— START OF Excerpted data —
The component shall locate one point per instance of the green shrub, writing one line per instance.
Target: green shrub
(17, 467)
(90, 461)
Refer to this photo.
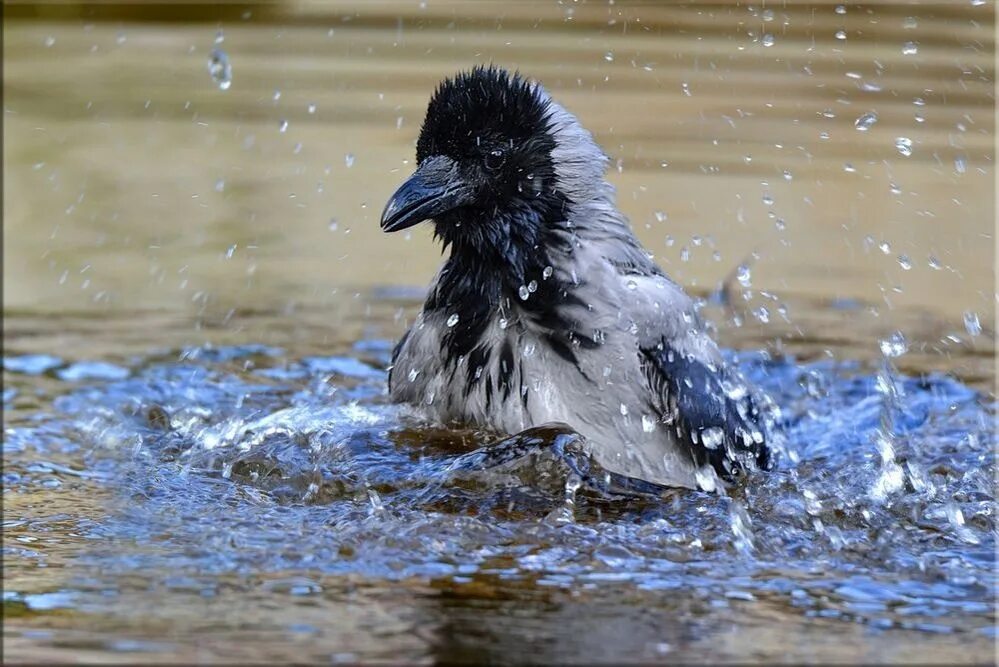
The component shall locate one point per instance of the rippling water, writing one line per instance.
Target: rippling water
(200, 462)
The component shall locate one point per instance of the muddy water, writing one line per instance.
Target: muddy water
(203, 465)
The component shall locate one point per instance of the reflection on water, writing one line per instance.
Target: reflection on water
(200, 462)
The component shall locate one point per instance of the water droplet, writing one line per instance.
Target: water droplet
(220, 69)
(894, 346)
(744, 275)
(971, 324)
(904, 146)
(866, 121)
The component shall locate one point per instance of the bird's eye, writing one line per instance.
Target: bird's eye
(495, 159)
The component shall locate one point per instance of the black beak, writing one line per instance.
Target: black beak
(434, 189)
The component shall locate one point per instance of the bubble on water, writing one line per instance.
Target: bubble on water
(971, 324)
(894, 346)
(904, 146)
(220, 69)
(866, 121)
(744, 275)
(742, 527)
(712, 437)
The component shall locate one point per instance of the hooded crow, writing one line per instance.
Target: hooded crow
(547, 308)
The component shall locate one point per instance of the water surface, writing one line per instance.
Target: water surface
(200, 462)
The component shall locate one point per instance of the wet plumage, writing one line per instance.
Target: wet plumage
(547, 308)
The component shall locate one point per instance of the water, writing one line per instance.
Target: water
(200, 462)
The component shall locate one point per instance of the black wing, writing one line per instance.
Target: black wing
(715, 415)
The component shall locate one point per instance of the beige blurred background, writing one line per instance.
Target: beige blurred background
(132, 182)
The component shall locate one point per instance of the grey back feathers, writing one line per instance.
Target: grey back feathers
(577, 325)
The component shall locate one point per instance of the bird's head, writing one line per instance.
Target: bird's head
(498, 163)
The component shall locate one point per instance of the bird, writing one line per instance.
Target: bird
(548, 309)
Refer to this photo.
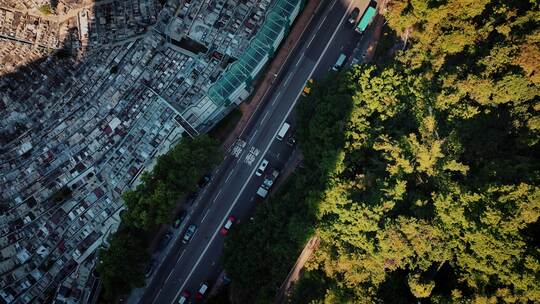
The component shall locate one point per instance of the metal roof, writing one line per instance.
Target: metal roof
(241, 73)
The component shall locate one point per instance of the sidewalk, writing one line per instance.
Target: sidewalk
(248, 107)
(294, 274)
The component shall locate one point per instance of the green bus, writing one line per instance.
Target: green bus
(366, 19)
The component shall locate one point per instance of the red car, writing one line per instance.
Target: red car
(227, 225)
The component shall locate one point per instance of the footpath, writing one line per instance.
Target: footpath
(248, 107)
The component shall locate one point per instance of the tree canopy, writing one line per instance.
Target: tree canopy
(423, 175)
(121, 265)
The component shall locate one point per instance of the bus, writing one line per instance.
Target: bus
(366, 19)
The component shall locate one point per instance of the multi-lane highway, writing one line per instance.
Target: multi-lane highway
(233, 188)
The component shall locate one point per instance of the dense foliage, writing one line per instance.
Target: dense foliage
(152, 202)
(424, 175)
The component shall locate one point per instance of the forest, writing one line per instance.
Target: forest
(421, 172)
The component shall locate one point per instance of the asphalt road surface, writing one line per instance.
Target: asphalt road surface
(232, 190)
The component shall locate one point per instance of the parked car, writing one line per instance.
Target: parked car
(227, 225)
(262, 167)
(184, 297)
(179, 219)
(150, 268)
(164, 241)
(202, 291)
(189, 233)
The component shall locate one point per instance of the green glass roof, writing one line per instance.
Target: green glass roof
(241, 73)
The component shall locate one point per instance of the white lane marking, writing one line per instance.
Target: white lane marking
(205, 214)
(300, 59)
(253, 137)
(228, 177)
(311, 40)
(254, 168)
(157, 296)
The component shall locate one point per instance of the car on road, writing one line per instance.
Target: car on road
(204, 180)
(202, 291)
(262, 167)
(291, 141)
(164, 241)
(150, 268)
(227, 225)
(179, 219)
(354, 15)
(189, 233)
(184, 297)
(340, 62)
(307, 87)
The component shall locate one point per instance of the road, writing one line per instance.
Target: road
(232, 190)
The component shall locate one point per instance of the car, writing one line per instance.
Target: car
(307, 88)
(202, 291)
(262, 167)
(291, 141)
(189, 233)
(164, 241)
(179, 219)
(354, 15)
(184, 297)
(227, 225)
(150, 268)
(204, 180)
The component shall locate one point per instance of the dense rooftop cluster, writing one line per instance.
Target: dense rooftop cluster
(89, 97)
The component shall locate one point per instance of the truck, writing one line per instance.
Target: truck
(267, 184)
(366, 19)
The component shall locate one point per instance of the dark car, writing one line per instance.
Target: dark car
(292, 141)
(150, 268)
(354, 15)
(164, 241)
(179, 219)
(201, 292)
(204, 180)
(228, 225)
(189, 233)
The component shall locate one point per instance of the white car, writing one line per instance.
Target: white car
— END OF Excerpted data —
Transcribe all of the entries above verbatim, omitting the pictures from the output.

The component shall locate one point per instance of the green shrub, writing one line per instance.
Target: green shrub
(17, 467)
(90, 461)
Refer to this photo.
The component shall locate one point per instance of the rippling water, writing one line per instance.
Target: rippling water
(200, 462)
The component shall locate one point per instance of the muddy water, writing one line per instance.
Target: muddy water
(203, 465)
The component shall locate one point per instance of the reflection on water, writing one line per instance.
Target: reflection on water
(200, 462)
The component shall locate one point per instance of the water droplet, writing one line per instance.
Target: water droplet
(220, 69)
(894, 346)
(744, 275)
(971, 324)
(904, 146)
(866, 121)
The component shall locate one point per instance of the bird's eye, writing one line per instance.
Target: bird's eye
(495, 159)
The component shall locate one point per instance of the black beak, writing one line per instance.
Target: black beak
(434, 189)
The component shall locate one point per instance of the bubble on water, writing one line per instance.
Target: bubble on water
(971, 324)
(894, 346)
(904, 146)
(220, 69)
(866, 121)
(744, 275)
(742, 527)
(712, 437)
The component shall locate one point per instance of the hooded crow, writing one line per instance.
Target: hooded crow
(547, 308)
The component shall locate one point per instance of the water surface, writing one line per instance.
Target: water surface
(200, 462)
The component shall locate one point per instance of the wet plumage, writing one line per instance.
Target: wet plumage
(547, 308)
The component shall locate one point per instance of the water, writing one line per instance.
Target: water
(200, 462)
The component shall locate one point per instance of the black wing, writing one line per instance.
Target: black wing
(715, 415)
The component shall locate one point per instance of the beige blurred background, writing one line per instance.
Target: beige blurred background
(132, 182)
The component shall locate one point per instance of the grey back feathers, writing one line per instance.
Target: grey back feathers
(577, 325)
The component shall locate one point per instance of the bird's head, writing one line per instance.
Target: bird's head
(498, 163)
The component shall locate one point per instance of the bird, writing one line per instance.
Target: bird
(548, 309)
Refer to this photo.
The component shall locate one point per instance of the metal roof, writing one line per instance.
Target: metal roof
(241, 73)
The component shall locate one point per instance of the sidewalk, writing one line per instance.
Target: sidewalk
(248, 107)
(294, 274)
The component shall locate one point per instance of the green bus, writing one line per instance.
Target: green bus
(366, 19)
The component shall locate one point per instance of the red car, writing one line per instance.
Target: red car
(227, 225)
The component shall locate one point per instance of the footpath, writing one line per instance.
Target: footpath
(248, 107)
The component shall locate one point per instance of the tree canopy, writing one line per instance.
Target: tree canopy
(423, 175)
(121, 265)
The component shall locate one point per instance of the bus, writing one line per instance.
Target: bus
(366, 19)
The component shall locate one point per instance of the multi-lane highway, writing one line per instance.
Target: multi-lane highway
(233, 188)
The component shall locate one point per instance of the dense foliage, writing one line per instance.
Target: dense foliage
(152, 202)
(424, 175)
The component shall locate one point per instance of the forest, writing one line per instance.
Target: forest
(421, 172)
The component shall locate one point per instance of the asphalt road surface, writing one line per instance.
Target: asphalt road surface
(232, 190)
The component shall locate one point per instance of the parked car, writing one line per instance.
Target: parked car
(227, 225)
(262, 167)
(184, 297)
(179, 219)
(150, 268)
(164, 241)
(202, 291)
(189, 233)
The component shall locate one point per instance of the green glass roof, writing one line per instance.
Target: green glass roof
(241, 73)
The component shall locate one point per instance of the white lane marking, writing one line per instance.
Target: white lane marking
(205, 214)
(300, 59)
(253, 137)
(228, 177)
(311, 40)
(254, 168)
(157, 296)
The component shall locate one point per instance of the car on road, writing one line per instance.
Target: car on road
(204, 180)
(202, 291)
(262, 167)
(291, 141)
(164, 241)
(150, 268)
(227, 225)
(179, 219)
(354, 15)
(189, 233)
(184, 297)
(340, 62)
(307, 87)
The component shall locate one point per instance of the road, writing one line per instance.
Target: road
(232, 190)
The component shall locate one point per instance of the car, writing one line per instance.
Target: car
(307, 88)
(202, 291)
(262, 167)
(291, 141)
(189, 233)
(164, 241)
(179, 219)
(354, 15)
(184, 297)
(227, 225)
(150, 268)
(204, 180)
The component shall locate one point per instance of the dense rooftop cluster, writing one line per instance.
Target: dense rooftop cluster
(89, 97)
The component shall locate one point per instance of the truck, writing one line per instance.
Target: truck
(267, 184)
(366, 19)
The component shall locate one point per instance of the dark car, writing one line per instance.
Target: dark car
(292, 141)
(150, 268)
(354, 15)
(164, 241)
(179, 219)
(201, 292)
(204, 180)
(228, 225)
(189, 233)
The component shall locate one point per instance of the white car, writing one line per instance.
Target: white car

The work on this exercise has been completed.